TASK DIRECTIONS:
As an exercise, transcribe the data below in full and exactly, omitting pictures.

══════

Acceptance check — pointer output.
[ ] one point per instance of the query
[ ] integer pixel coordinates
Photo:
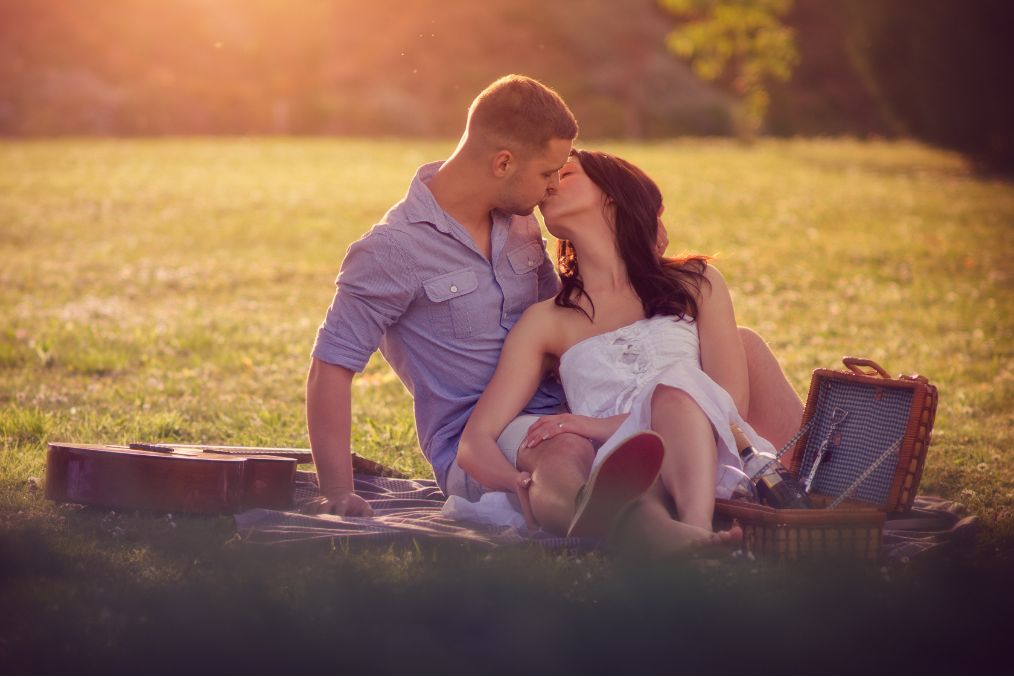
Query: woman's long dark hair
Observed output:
(668, 286)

══════

THE ANSWER:
Acceptance check — pointer output.
[ ] one point per instance of the query
[ ] integer pixel coordinates
Photo:
Query: woman's long dark hair
Observed output:
(668, 286)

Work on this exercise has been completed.